Task description: Set the data down again, exactly as it reads, but without the pictures.

Information shown:
___

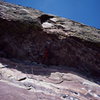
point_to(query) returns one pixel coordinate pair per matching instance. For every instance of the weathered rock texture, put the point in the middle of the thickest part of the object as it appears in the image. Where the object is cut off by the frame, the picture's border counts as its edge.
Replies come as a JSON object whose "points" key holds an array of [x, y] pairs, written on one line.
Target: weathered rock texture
{"points": [[24, 35]]}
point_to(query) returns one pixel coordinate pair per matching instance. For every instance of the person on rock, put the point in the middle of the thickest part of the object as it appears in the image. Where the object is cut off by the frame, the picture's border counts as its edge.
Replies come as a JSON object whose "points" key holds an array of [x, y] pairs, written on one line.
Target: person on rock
{"points": [[46, 56]]}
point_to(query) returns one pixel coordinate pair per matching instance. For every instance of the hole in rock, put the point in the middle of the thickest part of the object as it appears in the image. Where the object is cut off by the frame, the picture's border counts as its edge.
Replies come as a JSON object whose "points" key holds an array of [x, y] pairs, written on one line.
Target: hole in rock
{"points": [[44, 18]]}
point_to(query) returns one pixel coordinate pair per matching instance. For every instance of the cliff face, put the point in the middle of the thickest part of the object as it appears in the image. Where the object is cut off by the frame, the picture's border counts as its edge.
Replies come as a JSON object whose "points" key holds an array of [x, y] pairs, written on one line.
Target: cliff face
{"points": [[25, 33]]}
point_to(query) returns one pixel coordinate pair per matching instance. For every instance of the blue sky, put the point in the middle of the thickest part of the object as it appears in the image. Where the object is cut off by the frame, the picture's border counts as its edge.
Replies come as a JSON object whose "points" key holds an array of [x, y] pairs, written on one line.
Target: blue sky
{"points": [[83, 11]]}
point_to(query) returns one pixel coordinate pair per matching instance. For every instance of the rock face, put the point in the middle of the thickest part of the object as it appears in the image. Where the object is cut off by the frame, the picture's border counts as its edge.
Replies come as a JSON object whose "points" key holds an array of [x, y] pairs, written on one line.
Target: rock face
{"points": [[28, 35]]}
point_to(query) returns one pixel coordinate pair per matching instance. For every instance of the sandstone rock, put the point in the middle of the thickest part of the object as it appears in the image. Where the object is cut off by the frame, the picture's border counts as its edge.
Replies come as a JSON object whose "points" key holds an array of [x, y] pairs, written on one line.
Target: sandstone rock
{"points": [[73, 48]]}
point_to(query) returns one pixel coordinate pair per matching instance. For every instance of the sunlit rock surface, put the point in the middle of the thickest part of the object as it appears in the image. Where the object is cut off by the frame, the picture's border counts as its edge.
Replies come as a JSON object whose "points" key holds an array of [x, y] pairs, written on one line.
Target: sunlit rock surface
{"points": [[72, 70]]}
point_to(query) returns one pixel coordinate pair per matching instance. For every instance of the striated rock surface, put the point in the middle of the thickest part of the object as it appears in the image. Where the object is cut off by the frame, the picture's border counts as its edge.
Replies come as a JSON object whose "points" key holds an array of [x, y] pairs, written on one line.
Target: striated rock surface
{"points": [[73, 55]]}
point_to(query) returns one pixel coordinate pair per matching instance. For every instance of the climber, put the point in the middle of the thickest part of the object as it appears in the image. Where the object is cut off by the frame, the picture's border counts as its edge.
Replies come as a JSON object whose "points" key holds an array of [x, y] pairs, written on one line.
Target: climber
{"points": [[46, 56]]}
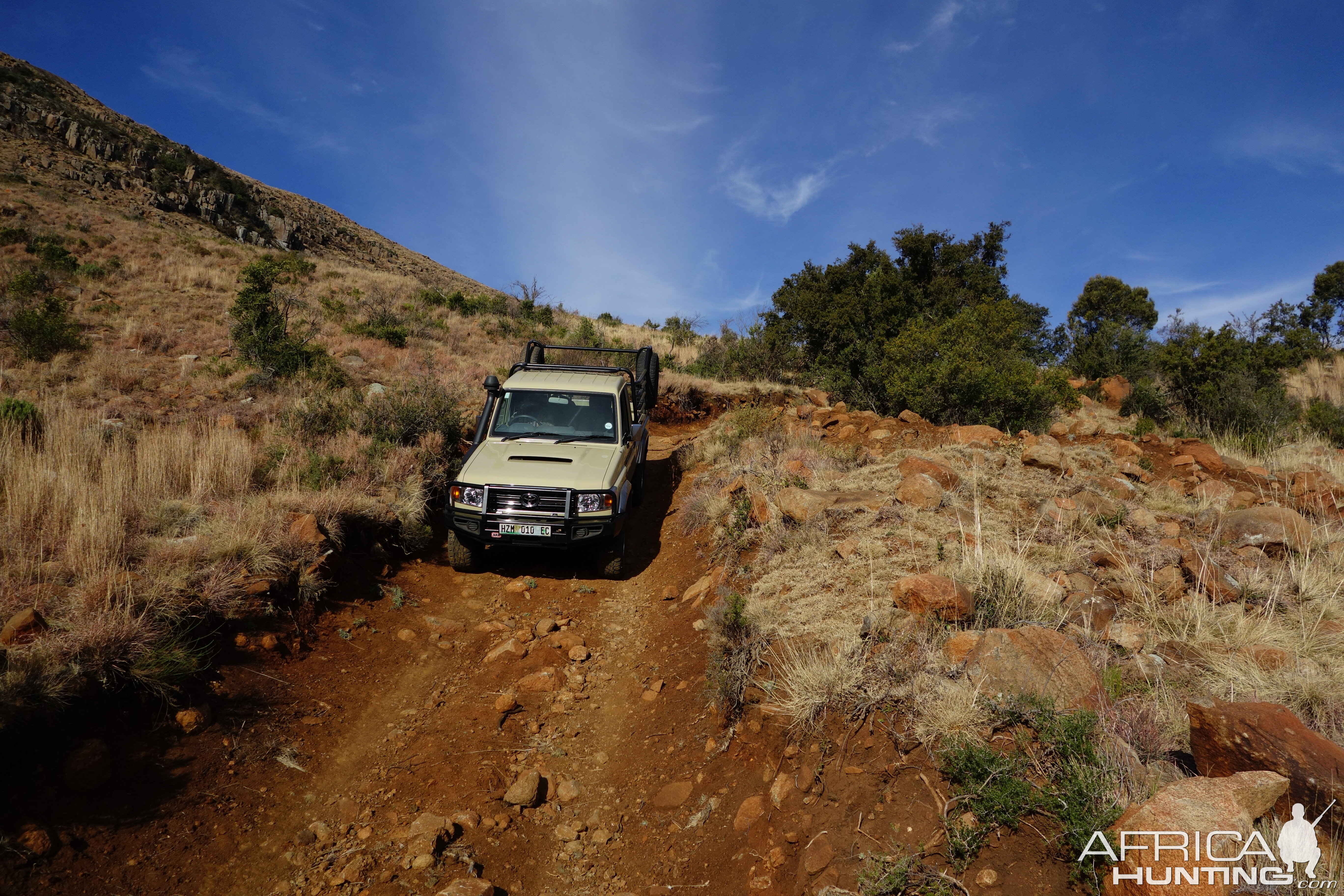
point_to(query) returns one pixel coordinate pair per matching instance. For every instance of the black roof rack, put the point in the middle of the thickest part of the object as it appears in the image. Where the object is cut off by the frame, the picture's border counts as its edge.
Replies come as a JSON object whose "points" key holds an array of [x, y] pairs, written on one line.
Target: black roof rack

___

Exercise answer:
point_to(query) returns one pixel coordinate pair per matching instance. For every instance of the weathered rock texture, put the point in the middle of the thickest part of the object as it appears in the image. Where the object is cut off by the frame, the picture's border counts as its edge.
Replies come as a JSON object whose "points" key holds an array of [x, y] pairs, written on one line.
Target: weathered rock texture
{"points": [[24, 35]]}
point_to(query) returns one pixel coordinate pair per matching instance. For every instance of the person on rock, put the point in the middle of the thickest part of the object as it appears in the image. Where the object is cut off by the frame, the picture's border counts as its edge.
Replies come as a JSON object whose "points" key holds an array of [x, y] pairs, written on one line.
Target: person on rock
{"points": [[46, 56]]}
point_to(query) returns one pixel coordinate pair per matching instance. For every instance of the hole in rock, put the point in the middle of the thickest part of the object as it appears in the image. Where the object is cut off by the frame, the picture's border counts as its edge.
Replies come as a JSON object whose "points" key holds an array of [x, y] pairs, written on one line.
Target: hole in rock
{"points": [[44, 18]]}
point_to(query) returns one pixel coordinate pair per matching instance. For every instance of the cliff face, put the point in the middle of the thickest part of the object as it appears in the image. Where the object is cut off by the frame, the picture's border counts as its edge.
Replies come as a JSON object whose "points" key holds an array of [x, y] pairs, written on one line.
Target: cliff face
{"points": [[25, 33]]}
point_to(query) returns one pixel coordinate pair per matching instance. For every instance of the blue sky, put the point in the middle of the thickest part of the object as it appears in the image. Where the object is cut off by the frame, the picture's border counts as its edge.
Replies come as a JSON object whose "points" key holds an array of [x, y] pairs, written on one line.
Target: blue sky
{"points": [[83, 11]]}
point_to(query) returns one pixel coordinate pair per matching instance. For every instance of the rock face, put the point in the middle of the thickest part of the object as it appears in the image. Where the object is cut off by the frame, the picture's border counts as its edge.
Replies come as a JSON object whose "points" key holds an array of [x, y] pairs, written on one line.
Target: rock face
{"points": [[28, 35]]}
point_to(query) returns one pixel coordinate pair per matching instance. For every instance of the sandstone rock, put the point in the middle of the thickest part of the object as it appears in the image. Where the object is cut off by the frame, the picture's border counts as its edge.
Replies come as a JSON object whose "points" key holds an array of [x, y] pairs, written on one line.
Target: sandstone rock
{"points": [[73, 48]]}
point_to(query) returns one pixel coordinate pair per matching instance. For every instance of the sunlit rock surface, put the point in the middle of the thickest part of the object as it appears in the image. Where the object is cut off by the frame, the picture's border counts as its edge.
Replies come as a JSON object whose "points" key holds an array of [x, y] pairs, written on one line.
Target: sunlit rock surface
{"points": [[72, 70]]}
point_to(query) returns one pixel coordinate pair per matching instance. For every instance of the striated rock surface, put the point in the middle of the thickest part of the object as it appears in the image. Where the object is cut off by the frame, the picture's border counts as its edge.
Replies come as a JSON object whose "points" key holds an array of [x, y] pairs, written on one line.
Target: striated rock surface
{"points": [[73, 55]]}
point_to(query) returns one pixel coordinate pair per matching instance. For every instance of the climber, put the point in the middle of the thickest part of the object as it appears in the image. Where the object is cut off by the frame, the picture's border counts as its edge.
Replies come as a JSON object whose "points" key holds an array of [x, y] pairs, written on one line.
Target: climber
{"points": [[46, 56]]}
point_to(query) returns one pixel coordinate pair per matching instance. For every instance of the black roof rack, put the point in the middle of the thickest part of the object as it appears in the image. Where the object is cut off by the frame, the picture's border counts as its edge.
Replies come as a JSON object whose "points" key holds an array of [x, y] pairs, written on one line.
Target: black roof rack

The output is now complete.